- [Text passage]

Expressing emotions; you don't have to obey Bono.

I was standing in the shower, adjusting the thermostat downward as it is now late February and the external water feed is clearly not as cold as it has been. So rather than the thermostat being almost at the 9 o'clock position to be at my desired heat, I was able to turn it back to about the 7 o'clock position. It got me thinking about something I've grown to understand better through my training and work as a counsellor.


We experience and measure our feelings and emotions in our own very unique way. In the same way as the shower takes in the cold water from the mains, we each take in the words, experiences and engagements with our world in our own way, and only we can sense the unique qualities of that (and keeping the shower analogy going); how cold? how fast? how pressured? how clear? how continuous? and even though we might use the same word to describe our emotional response (e.g. loss, joy, fear, excitement...) it is not the same. It may be similar but not same.


That can become easily overlooked when we are in the territory of major shared life experiences such as around the death of a friend or a family member, occasions such as births and marriages and any of the other 1,000s of things we might recognise as being shared experiences in the cultures we feel we belong in. Our 'event' might be seen as or feel the same, but our experience and expression of our emotions in response to (or anticipation of) it is different.


I remember once going to see the Irish band U2 in the huge Croke Park stadium in Dublin (at the generous invitation of my brother). It seemed like everyone stood to attention when U2 was reaching the finale and Bono shouted 'ok everyone, on your feet - hands in the air!'. I felt like the only one of 82,300 people to stay sitting down. I enjoyed the music, I enjoyed the crowd but I didn't feel the need to 'stand and wave' to express that. I wonder how many of the 1,000s that stood up actually had a similar thought but just went along to fit in?

- [What this task involves] Pick up the piece on expressing emotions right after its final sentence and carry it on. The entries after this point come from a separate, unrelated source.

- [Record set]
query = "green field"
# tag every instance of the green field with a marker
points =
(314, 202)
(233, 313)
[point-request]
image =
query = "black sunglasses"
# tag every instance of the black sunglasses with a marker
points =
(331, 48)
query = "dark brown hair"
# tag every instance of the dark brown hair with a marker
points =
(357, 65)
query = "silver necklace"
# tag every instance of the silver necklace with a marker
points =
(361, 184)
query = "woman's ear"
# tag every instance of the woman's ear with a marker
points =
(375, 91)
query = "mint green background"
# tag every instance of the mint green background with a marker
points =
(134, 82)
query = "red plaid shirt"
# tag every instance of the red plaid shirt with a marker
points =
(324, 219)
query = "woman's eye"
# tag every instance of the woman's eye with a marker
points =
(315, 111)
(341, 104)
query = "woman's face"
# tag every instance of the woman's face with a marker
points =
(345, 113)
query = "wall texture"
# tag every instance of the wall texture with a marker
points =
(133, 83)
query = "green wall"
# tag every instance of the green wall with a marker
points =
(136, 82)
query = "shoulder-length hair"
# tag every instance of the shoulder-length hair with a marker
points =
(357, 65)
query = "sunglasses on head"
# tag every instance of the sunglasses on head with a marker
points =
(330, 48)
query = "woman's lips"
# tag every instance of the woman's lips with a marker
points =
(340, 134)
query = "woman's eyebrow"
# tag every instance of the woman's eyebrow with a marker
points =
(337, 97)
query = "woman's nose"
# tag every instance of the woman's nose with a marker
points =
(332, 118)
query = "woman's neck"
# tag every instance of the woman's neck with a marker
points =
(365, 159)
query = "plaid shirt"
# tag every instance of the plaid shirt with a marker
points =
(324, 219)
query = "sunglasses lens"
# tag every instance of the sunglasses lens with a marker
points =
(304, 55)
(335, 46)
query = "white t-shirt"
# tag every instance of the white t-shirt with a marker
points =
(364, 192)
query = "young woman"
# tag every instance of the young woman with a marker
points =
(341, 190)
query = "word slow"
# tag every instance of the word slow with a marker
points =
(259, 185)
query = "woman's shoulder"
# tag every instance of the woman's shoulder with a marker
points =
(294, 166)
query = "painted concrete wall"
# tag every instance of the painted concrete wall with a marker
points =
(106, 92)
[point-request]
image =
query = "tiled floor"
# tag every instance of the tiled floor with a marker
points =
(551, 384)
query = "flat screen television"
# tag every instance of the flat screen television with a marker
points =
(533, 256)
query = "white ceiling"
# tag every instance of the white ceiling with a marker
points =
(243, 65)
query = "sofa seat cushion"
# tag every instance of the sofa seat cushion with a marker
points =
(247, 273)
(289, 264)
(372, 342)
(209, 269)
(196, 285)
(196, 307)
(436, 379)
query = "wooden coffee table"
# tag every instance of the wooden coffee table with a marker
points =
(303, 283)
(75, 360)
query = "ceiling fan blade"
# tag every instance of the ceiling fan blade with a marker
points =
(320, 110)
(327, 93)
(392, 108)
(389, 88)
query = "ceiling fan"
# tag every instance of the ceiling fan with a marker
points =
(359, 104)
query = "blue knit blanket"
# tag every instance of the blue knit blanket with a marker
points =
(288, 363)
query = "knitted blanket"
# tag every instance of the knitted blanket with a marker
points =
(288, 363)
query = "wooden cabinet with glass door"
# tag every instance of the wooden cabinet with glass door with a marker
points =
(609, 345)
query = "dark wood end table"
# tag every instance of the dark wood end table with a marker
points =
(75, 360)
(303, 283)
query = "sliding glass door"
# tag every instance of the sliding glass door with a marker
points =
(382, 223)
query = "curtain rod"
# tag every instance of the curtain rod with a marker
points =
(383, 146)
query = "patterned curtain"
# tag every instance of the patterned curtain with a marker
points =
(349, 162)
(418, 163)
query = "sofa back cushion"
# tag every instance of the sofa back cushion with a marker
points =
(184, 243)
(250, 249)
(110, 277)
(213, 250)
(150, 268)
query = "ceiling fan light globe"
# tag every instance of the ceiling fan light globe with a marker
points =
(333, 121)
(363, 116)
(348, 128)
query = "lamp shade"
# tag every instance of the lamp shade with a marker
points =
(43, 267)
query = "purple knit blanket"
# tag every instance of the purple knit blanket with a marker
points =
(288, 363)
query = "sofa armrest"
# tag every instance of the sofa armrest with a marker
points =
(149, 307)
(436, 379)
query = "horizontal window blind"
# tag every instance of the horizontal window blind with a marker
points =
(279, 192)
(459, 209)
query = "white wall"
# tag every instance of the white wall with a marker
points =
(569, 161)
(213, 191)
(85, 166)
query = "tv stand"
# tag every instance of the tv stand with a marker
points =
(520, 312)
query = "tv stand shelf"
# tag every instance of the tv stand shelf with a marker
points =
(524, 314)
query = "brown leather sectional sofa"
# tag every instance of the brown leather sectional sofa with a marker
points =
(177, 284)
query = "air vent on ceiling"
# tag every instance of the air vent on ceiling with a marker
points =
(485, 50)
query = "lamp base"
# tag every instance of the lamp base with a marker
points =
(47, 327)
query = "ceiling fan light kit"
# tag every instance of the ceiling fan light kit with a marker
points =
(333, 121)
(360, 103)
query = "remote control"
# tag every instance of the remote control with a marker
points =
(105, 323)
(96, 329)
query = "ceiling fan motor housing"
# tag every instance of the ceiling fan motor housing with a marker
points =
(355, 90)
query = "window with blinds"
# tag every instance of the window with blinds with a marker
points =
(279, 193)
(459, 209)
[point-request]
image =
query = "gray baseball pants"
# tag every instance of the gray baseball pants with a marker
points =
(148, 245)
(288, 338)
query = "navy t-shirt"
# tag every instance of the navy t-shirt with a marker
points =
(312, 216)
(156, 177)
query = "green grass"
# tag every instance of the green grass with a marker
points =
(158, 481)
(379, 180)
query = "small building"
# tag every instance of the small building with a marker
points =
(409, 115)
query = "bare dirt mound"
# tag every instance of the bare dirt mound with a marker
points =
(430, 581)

- [Solved exercise]
Also in a period of shared loss and grief, because I didn't cry, or cry as much as others, I was 'called out' for perhaps not really doing it right, that somehow there might be something wrong with me and my grief process as I wasn't seen to be experiencing or expressing it the same way as most others.


I have learned, and continue to learn, to see past the identifiable descriptors of emotion almost as though they are appearing on a roadside advertising billboard - a signal to catch my attention - and then to look behind the billboard and truly empathise with the unique totality and reality of that for the client. I too have learned, and continue to learn, that my own feelings are exactly as they are, in whatever way I experience them. They may need attention, reflection and exploration but they are and never will be anything other than valid. I don't blame Bono either, he wasn't trying to be a therapist - he was just singing his heart out.